> WORK REQUIRED:
In the listing below, find the line containing "of the office". Write out that line and every line after it to the end, exactly and only those.

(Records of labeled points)
%%

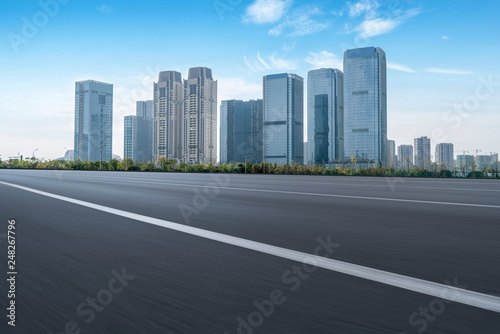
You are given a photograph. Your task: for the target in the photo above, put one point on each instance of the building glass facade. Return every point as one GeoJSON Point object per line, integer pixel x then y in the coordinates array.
{"type": "Point", "coordinates": [405, 157]}
{"type": "Point", "coordinates": [325, 115]}
{"type": "Point", "coordinates": [241, 131]}
{"type": "Point", "coordinates": [283, 118]}
{"type": "Point", "coordinates": [423, 152]}
{"type": "Point", "coordinates": [93, 120]}
{"type": "Point", "coordinates": [365, 105]}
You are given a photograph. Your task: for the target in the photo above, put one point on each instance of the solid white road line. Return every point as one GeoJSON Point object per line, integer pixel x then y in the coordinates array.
{"type": "Point", "coordinates": [302, 193]}
{"type": "Point", "coordinates": [471, 298]}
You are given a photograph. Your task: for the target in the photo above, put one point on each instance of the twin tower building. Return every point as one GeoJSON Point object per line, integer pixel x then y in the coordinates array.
{"type": "Point", "coordinates": [180, 123]}
{"type": "Point", "coordinates": [346, 118]}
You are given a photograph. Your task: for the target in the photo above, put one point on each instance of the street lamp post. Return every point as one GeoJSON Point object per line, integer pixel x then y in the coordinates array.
{"type": "Point", "coordinates": [246, 156]}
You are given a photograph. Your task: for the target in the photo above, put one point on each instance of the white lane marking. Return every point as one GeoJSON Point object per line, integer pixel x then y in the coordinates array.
{"type": "Point", "coordinates": [303, 193]}
{"type": "Point", "coordinates": [467, 297]}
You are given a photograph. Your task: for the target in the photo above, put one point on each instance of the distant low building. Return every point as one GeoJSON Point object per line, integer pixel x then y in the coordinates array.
{"type": "Point", "coordinates": [423, 152]}
{"type": "Point", "coordinates": [445, 155]}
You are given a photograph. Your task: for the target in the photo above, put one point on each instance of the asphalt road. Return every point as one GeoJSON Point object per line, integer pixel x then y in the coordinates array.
{"type": "Point", "coordinates": [84, 269]}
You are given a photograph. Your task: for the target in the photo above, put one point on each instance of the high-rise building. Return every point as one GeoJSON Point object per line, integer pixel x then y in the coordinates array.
{"type": "Point", "coordinates": [391, 154]}
{"type": "Point", "coordinates": [138, 133]}
{"type": "Point", "coordinates": [325, 116]}
{"type": "Point", "coordinates": [405, 156]}
{"type": "Point", "coordinates": [168, 111]}
{"type": "Point", "coordinates": [365, 105]}
{"type": "Point", "coordinates": [445, 155]}
{"type": "Point", "coordinates": [241, 131]}
{"type": "Point", "coordinates": [283, 119]}
{"type": "Point", "coordinates": [483, 161]}
{"type": "Point", "coordinates": [199, 122]}
{"type": "Point", "coordinates": [93, 120]}
{"type": "Point", "coordinates": [145, 109]}
{"type": "Point", "coordinates": [465, 162]}
{"type": "Point", "coordinates": [423, 152]}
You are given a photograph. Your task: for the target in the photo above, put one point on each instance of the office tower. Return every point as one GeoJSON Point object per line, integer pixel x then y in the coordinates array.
{"type": "Point", "coordinates": [283, 119]}
{"type": "Point", "coordinates": [365, 105]}
{"type": "Point", "coordinates": [199, 127]}
{"type": "Point", "coordinates": [391, 154]}
{"type": "Point", "coordinates": [168, 110]}
{"type": "Point", "coordinates": [145, 109]}
{"type": "Point", "coordinates": [483, 161]}
{"type": "Point", "coordinates": [69, 155]}
{"type": "Point", "coordinates": [325, 116]}
{"type": "Point", "coordinates": [93, 120]}
{"type": "Point", "coordinates": [138, 139]}
{"type": "Point", "coordinates": [405, 156]}
{"type": "Point", "coordinates": [445, 155]}
{"type": "Point", "coordinates": [423, 152]}
{"type": "Point", "coordinates": [241, 131]}
{"type": "Point", "coordinates": [465, 162]}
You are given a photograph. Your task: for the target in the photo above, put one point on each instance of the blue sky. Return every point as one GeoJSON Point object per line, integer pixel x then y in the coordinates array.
{"type": "Point", "coordinates": [442, 56]}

%%

> RESPONSE TO THE TASK:
You are given a photograph. Your task: for the target in the photo above, put one point on each instance of the office tower. Return every point as one GeoJSON Point object per line, integer pixel x then y in the coordinates array.
{"type": "Point", "coordinates": [283, 119]}
{"type": "Point", "coordinates": [365, 105]}
{"type": "Point", "coordinates": [199, 127]}
{"type": "Point", "coordinates": [391, 154]}
{"type": "Point", "coordinates": [168, 110]}
{"type": "Point", "coordinates": [145, 109]}
{"type": "Point", "coordinates": [483, 161]}
{"type": "Point", "coordinates": [69, 155]}
{"type": "Point", "coordinates": [325, 116]}
{"type": "Point", "coordinates": [93, 120]}
{"type": "Point", "coordinates": [138, 139]}
{"type": "Point", "coordinates": [405, 156]}
{"type": "Point", "coordinates": [445, 155]}
{"type": "Point", "coordinates": [423, 152]}
{"type": "Point", "coordinates": [241, 131]}
{"type": "Point", "coordinates": [465, 162]}
You are given a photograph. Your task: for the target in the photo above, put one point on each instance of the blue sky. Return every point as one GeoJSON Point object per line, integer pixel x then y in the coordinates array.
{"type": "Point", "coordinates": [442, 56]}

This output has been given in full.